Exercise details
Convert every line of the entries below into a two-column Markdown table. Put a sequential number in the "Row" column and the line's text in the "Line" column, and omit blank lines.

Given data
■ ■ ■
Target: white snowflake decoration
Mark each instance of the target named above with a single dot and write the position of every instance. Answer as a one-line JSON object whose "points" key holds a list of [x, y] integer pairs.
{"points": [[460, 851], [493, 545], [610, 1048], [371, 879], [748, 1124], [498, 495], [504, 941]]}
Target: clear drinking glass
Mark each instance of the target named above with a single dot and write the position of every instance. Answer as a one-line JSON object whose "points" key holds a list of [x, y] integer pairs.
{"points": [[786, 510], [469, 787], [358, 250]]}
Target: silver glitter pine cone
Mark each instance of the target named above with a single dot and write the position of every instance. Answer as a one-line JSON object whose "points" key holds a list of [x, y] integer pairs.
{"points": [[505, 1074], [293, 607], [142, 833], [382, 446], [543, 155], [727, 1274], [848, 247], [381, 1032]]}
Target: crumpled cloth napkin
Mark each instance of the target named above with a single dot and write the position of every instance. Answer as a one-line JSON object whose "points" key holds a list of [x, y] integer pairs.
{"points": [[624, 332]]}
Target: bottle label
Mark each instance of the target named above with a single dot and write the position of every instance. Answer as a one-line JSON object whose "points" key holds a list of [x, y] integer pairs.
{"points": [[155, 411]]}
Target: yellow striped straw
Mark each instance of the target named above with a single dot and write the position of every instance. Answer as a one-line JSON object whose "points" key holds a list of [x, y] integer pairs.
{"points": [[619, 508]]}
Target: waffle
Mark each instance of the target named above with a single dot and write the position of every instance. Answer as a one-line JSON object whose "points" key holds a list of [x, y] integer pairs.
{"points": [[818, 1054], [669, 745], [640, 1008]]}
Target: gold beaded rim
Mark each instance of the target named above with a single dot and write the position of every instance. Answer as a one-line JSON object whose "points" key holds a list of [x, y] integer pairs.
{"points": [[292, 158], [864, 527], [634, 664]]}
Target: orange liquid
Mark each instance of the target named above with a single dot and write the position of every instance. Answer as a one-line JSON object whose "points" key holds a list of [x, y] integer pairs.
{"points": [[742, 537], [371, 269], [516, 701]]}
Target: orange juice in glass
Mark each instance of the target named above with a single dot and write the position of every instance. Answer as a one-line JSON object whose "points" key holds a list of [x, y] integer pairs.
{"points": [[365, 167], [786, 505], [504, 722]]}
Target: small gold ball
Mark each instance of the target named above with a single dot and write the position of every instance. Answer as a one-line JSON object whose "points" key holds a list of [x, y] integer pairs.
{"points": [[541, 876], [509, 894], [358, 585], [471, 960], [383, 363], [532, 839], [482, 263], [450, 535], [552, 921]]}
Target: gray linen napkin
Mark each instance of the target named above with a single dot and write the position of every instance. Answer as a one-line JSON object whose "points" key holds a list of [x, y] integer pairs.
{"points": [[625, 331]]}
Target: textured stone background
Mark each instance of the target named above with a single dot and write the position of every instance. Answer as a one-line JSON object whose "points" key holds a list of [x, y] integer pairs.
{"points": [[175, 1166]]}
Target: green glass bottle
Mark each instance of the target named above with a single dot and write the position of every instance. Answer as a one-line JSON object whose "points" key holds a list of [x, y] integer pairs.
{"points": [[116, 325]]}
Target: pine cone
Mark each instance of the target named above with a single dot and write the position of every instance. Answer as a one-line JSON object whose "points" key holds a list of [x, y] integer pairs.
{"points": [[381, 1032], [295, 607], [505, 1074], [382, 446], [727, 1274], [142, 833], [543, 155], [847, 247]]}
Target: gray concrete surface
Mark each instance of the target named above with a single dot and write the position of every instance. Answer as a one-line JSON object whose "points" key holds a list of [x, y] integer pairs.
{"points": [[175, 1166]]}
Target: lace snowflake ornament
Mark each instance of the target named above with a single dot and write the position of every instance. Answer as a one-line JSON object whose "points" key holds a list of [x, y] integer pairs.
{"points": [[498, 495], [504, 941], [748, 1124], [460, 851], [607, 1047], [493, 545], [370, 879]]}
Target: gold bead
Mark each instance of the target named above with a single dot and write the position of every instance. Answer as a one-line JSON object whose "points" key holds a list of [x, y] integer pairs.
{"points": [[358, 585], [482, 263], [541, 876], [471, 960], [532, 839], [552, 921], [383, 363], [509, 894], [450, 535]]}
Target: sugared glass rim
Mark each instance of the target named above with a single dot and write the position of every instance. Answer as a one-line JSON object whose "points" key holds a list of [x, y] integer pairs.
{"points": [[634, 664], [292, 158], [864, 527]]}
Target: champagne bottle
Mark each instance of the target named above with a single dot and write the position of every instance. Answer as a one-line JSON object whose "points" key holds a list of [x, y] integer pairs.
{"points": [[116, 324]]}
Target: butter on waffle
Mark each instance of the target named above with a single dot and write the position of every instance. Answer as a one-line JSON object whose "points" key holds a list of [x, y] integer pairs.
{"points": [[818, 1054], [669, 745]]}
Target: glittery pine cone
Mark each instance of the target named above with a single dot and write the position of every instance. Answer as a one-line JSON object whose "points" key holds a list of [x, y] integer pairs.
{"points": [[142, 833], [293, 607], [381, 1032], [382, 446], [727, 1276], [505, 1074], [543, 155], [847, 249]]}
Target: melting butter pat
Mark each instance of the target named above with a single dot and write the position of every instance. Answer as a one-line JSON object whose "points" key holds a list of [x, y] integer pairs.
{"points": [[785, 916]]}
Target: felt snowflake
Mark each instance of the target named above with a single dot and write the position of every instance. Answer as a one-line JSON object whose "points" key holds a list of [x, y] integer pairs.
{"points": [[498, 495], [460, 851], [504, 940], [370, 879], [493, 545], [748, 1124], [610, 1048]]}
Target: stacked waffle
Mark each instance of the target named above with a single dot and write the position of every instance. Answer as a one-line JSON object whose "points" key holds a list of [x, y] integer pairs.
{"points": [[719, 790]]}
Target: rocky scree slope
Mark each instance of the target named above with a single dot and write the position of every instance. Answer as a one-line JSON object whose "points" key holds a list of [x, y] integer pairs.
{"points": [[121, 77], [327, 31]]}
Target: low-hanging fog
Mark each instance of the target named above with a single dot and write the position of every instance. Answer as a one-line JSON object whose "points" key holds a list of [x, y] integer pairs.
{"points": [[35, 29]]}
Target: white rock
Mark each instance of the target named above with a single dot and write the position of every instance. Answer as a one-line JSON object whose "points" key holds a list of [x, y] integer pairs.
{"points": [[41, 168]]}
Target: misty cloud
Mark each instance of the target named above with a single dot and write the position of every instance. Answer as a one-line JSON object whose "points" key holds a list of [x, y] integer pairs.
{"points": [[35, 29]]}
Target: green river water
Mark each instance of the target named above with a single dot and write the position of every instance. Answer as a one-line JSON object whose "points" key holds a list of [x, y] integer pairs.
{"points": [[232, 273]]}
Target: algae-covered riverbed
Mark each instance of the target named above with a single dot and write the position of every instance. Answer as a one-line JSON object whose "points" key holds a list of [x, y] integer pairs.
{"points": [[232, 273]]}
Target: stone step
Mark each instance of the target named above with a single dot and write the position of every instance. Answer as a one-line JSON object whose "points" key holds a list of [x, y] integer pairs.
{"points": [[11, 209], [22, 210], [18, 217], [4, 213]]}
■ ■ ■
Exercise answer
| Row | Line |
|---|---|
| 1 | Target: white snowflake decoration |
| 2 | Mark each instance of the target named above with a single dot and write the position of every instance. Answer as a one-line JSON object whose "points" key holds a list of [x, y] integer pairs. |
| 3 | {"points": [[460, 851], [493, 545], [610, 1048], [371, 879], [748, 1124], [498, 495], [504, 941]]} |
| 4 | Target: clear drinking glass |
| 5 | Mark each instance of the target named above with a single dot and write the position of every instance. Answer as a one-line JSON object whose "points" key holds a list of [x, y] integer pairs. |
| 6 | {"points": [[786, 510], [469, 787], [358, 250]]} |
| 7 | Target: silver glitter pine cone |
| 8 | Mark each instance of the target named above with a single dot and write the position of every instance. Answer as a one-line JSON object whose "points" key holds a list of [x, y] integer pairs. |
| 9 | {"points": [[505, 1074], [293, 607], [142, 833], [382, 446], [543, 155], [727, 1274], [848, 247], [381, 1032]]} |
| 10 | Target: crumpled cloth napkin |
| 11 | Mark each instance of the target named above with a single dot and write the position of every instance. Answer as a one-line JSON object whose "points" key holds a list of [x, y] integer pairs. |
| 12 | {"points": [[624, 332]]} |
| 13 | Target: bottle label |
| 14 | Mark each instance of the target named above with a single dot and write the position of every instance. Answer as a one-line JSON object whose "points" key holds a list of [x, y] integer pairs. |
| 15 | {"points": [[155, 411]]} |
| 16 | Target: yellow striped straw |
| 17 | Mark each instance of the target named above with a single dot and write the position of every instance. Answer as a one-line JSON object whose "points" key holds a list of [x, y] integer pairs. |
| 18 | {"points": [[619, 508]]} |
| 19 | Target: waffle |
| 20 | Mark each instance of the target named above with a single dot and write the position of every instance. Answer as a one-line JSON object whose "points" key holds a list of [x, y] integer pairs. |
| 21 | {"points": [[818, 1054], [669, 745], [640, 1008]]} |
| 22 | Target: gold beaded rim |
| 23 | Mark each instance of the target named above with a single dot and write the position of every instance. Answer as a one-line JSON object whose "points" key holds a list of [x, y] integer pairs. |
| 24 | {"points": [[292, 158], [864, 527], [634, 664]]} |
| 25 | Target: orange liquid |
| 26 | Mark each instance of the target named above with a single dot and write the position of every instance. Answer as a one-line JSON object whose "points" key holds a list of [x, y] integer pairs. |
| 27 | {"points": [[742, 537], [371, 269], [516, 701]]} |
| 28 | Target: orange juice in glass |
| 29 | Mark each instance of the target named above with a single dot and write the position of every instance. Answer as a one-line JSON object whose "points" key holds a list of [x, y] integer pairs. |
| 30 | {"points": [[365, 167], [786, 505], [504, 722]]} |
| 31 | Target: small gold ball |
| 32 | Mark each instance of the target named above with a single dot and write the position of every instance. Answer as a one-line JSON object whose "points" key holds a list of [x, y] integer pairs. |
| 33 | {"points": [[541, 876], [509, 894], [358, 585], [471, 960], [383, 363], [532, 839], [482, 263], [450, 535], [552, 921]]} |
| 34 | Target: gray linen napkin |
| 35 | Mark each instance of the target named above with a single dot and write the position of every instance. Answer as a one-line JSON object whose "points" key holds a list of [x, y] integer pairs. |
| 36 | {"points": [[625, 331]]} |
| 37 | Target: textured stone background |
| 38 | Mark each instance of the target named above with a single dot and write the position of every instance. Answer as a one-line JSON object whose "points" key holds a list of [x, y] integer pairs. |
| 39 | {"points": [[175, 1166]]} |
| 40 | Target: green glass bottle |
| 41 | Mark each instance of the target named above with a single dot and write the position of every instance. Answer as a one-line JSON object whose "points" key holds a list of [x, y] integer pairs. |
| 42 | {"points": [[116, 325]]} |
| 43 | Target: pine cone |
| 44 | Mark each instance of the target named above with a single dot and write the position of every instance. Answer as a one-line JSON object whose "points" key holds a list of [x, y] integer pairs. |
| 45 | {"points": [[381, 1032], [295, 607], [505, 1074], [382, 446], [727, 1274], [142, 833], [543, 155], [847, 247]]} |
| 46 | Target: gray concrete surface |
| 47 | Mark each instance of the target named above with a single dot and write the position of every instance. Answer as a one-line JSON object whose "points" key holds a list of [x, y] integer pairs. |
| 48 | {"points": [[175, 1166]]} |
| 49 | Target: lace snowflake ornament |
| 50 | Mark each instance of the target named above with a single dot and write the position of every instance. Answer as a one-line JSON object whose "points" key holds a list of [x, y] integer pairs. |
| 51 | {"points": [[498, 495], [504, 941], [748, 1124], [460, 851], [607, 1047], [493, 545], [370, 879]]} |
| 52 | Target: gold bead |
| 53 | Mark each instance of the target named above with a single dot and write the position of every instance. Answer as a one-line JSON object whose "points" key holds a list of [x, y] integer pairs. |
| 54 | {"points": [[358, 585], [482, 263], [541, 876], [471, 960], [532, 839], [552, 921], [383, 363], [509, 894], [450, 535]]} |
| 55 | Target: sugared glass rim |
| 56 | Mark each instance of the target named above with a single dot and write the position of every instance. Answer as a one-line JSON object whose "points" key holds a list of [x, y] integer pairs. |
| 57 | {"points": [[634, 664], [292, 158], [864, 527]]} |
| 58 | Target: champagne bottle |
| 59 | Mark each instance of the target named above with a single dot and write the position of every instance. Answer as a one-line JSON object whose "points" key holds a list of [x, y] integer pairs. |
| 60 | {"points": [[116, 324]]} |
| 61 | Target: butter on waffle |
| 62 | Mark each instance of the target named above with a single dot and write the position of every instance. Answer as a one-line JSON object whose "points" key holds a list of [x, y] integer pairs. |
| 63 | {"points": [[818, 1054], [669, 745]]} |
| 64 | Target: glittery pine cone |
| 65 | Mark each instance of the target named above with a single dot and write the position of every instance. Answer as a one-line JSON object whose "points" key holds a list of [x, y] integer pairs. |
| 66 | {"points": [[142, 833], [293, 607], [381, 1032], [382, 446], [727, 1276], [505, 1074], [543, 155], [847, 249]]} |
| 67 | Target: melting butter pat |
| 68 | Mark each instance of the target named above with a single dot and write the position of every instance. Answer as a one-line JSON object whose "points" key holds a list of [x, y] integer pairs. |
| 69 | {"points": [[785, 916]]} |
| 70 | Target: felt snowflake |
| 71 | Mark each instance of the target named above with a single dot and write the position of every instance. Answer as a one-line JSON object whose "points" key holds a list of [x, y] integer pairs. |
| 72 | {"points": [[498, 495], [460, 851], [504, 940], [370, 879], [493, 545], [748, 1124], [610, 1048]]} |
| 73 | Target: stacked waffle |
| 74 | Mark each instance of the target named above with a single dot and write the position of every instance. Answer as a one-line JSON object whose "points" key holds a list of [x, y] integer pairs. |
| 75 | {"points": [[719, 790]]} |
| 76 | Target: rocky scree slope |
| 77 | Mark each instance of the target named above with a single dot and write the position of every instance. Answer as a one-line JSON object whose "points" key holds a list of [x, y] integer pairs. |
| 78 | {"points": [[121, 77], [327, 31]]} |
| 79 | Target: low-hanging fog |
| 80 | Mark each instance of the target named above with a single dot and write the position of every instance. Answer as a one-line JSON object whose "points" key holds a list of [x, y] integer pairs. |
| 81 | {"points": [[35, 29]]} |
| 82 | Target: white rock |
| 83 | Mark each instance of the target named above with a single dot and write the position of every instance. Answer as a one-line JSON object whose "points" key holds a list of [x, y] integer pairs. |
| 84 | {"points": [[41, 168]]} |
| 85 | Target: misty cloud |
| 86 | Mark each instance of the target named above with a single dot and write the position of every instance. Answer as a one-line JSON object whose "points" key holds a list of [x, y] integer pairs. |
| 87 | {"points": [[35, 29]]} |
| 88 | Target: green river water |
| 89 | Mark each instance of the target named above with a single dot and write the position of every instance. Answer as a one-line JSON object whose "points" key holds a list of [x, y] integer pairs. |
| 90 | {"points": [[232, 273]]} |
| 91 | Target: algae-covered riverbed |
| 92 | Mark each instance of the target named above with a single dot and write the position of every instance. Answer as a one-line JSON object whose "points" key holds a list of [x, y] integer pairs. |
| 93 | {"points": [[232, 273]]} |
| 94 | Target: stone step |
| 95 | Mark each instance of the target named above with a single dot and write the position of every instance. Answer as a one-line JSON object whose "points" key holds a list of [x, y] integer pairs. |
| 96 | {"points": [[11, 209], [22, 210], [18, 217], [4, 213]]} |